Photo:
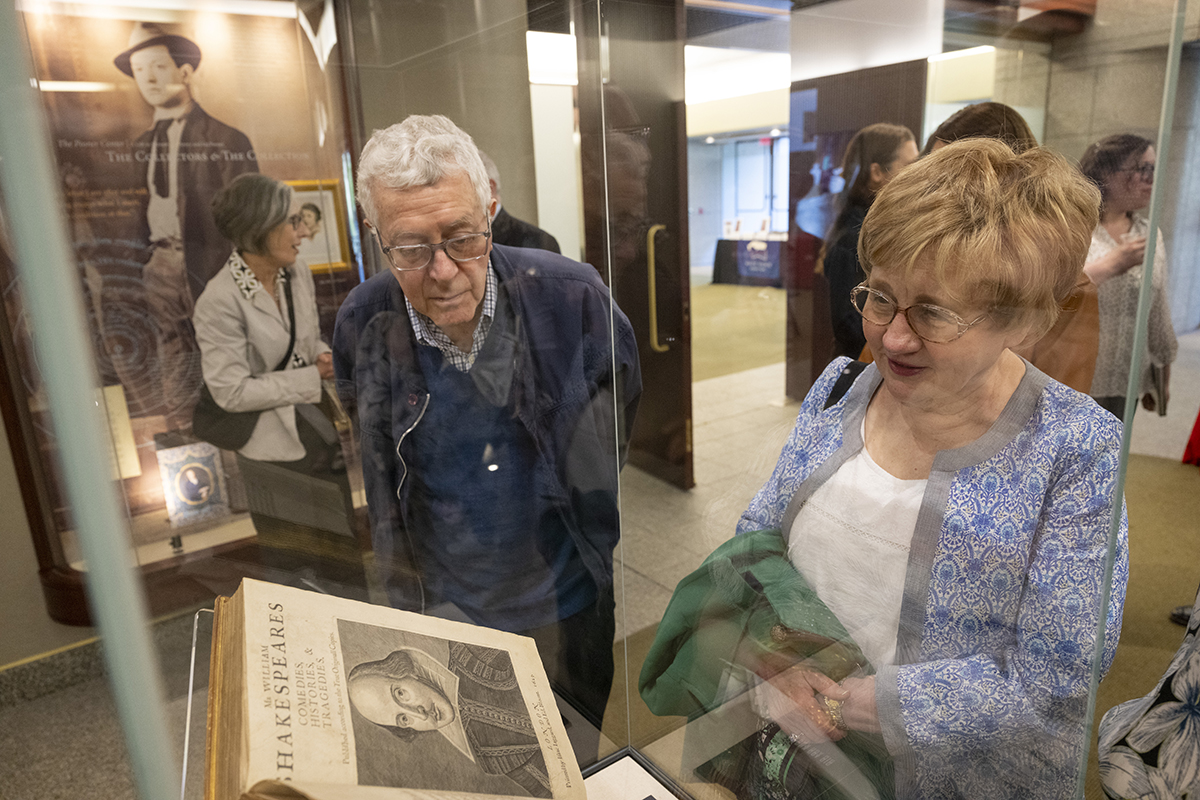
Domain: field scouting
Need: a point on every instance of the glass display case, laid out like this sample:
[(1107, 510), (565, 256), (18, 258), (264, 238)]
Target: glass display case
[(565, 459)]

* * *

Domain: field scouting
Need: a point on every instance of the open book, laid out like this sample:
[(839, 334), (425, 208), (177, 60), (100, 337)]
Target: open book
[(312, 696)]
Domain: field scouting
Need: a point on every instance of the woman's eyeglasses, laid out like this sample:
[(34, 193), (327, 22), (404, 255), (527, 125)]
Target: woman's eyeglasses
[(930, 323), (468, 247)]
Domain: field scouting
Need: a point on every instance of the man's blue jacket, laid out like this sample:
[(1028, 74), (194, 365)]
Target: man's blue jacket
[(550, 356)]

--

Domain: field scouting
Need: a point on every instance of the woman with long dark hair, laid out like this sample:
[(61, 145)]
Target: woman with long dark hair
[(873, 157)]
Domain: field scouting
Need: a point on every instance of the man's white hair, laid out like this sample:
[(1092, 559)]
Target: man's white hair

### AIM OF THE TASK:
Every line from the line containing "Need: a point on every instance of the woman with" through the line containing "Target: man's white hair" in the records above must be retyped exactly. Leave out the rest.

### RESPONSE BOX:
Need: a point on every instance of the woman with long dark hair, laid out like this sample:
[(61, 145)]
Target: woman with long dark hair
[(873, 157)]
Domain: field scouting
Need: a point on every instance of the man's white hair, laid out like this sample:
[(1092, 559)]
Target: man's white hair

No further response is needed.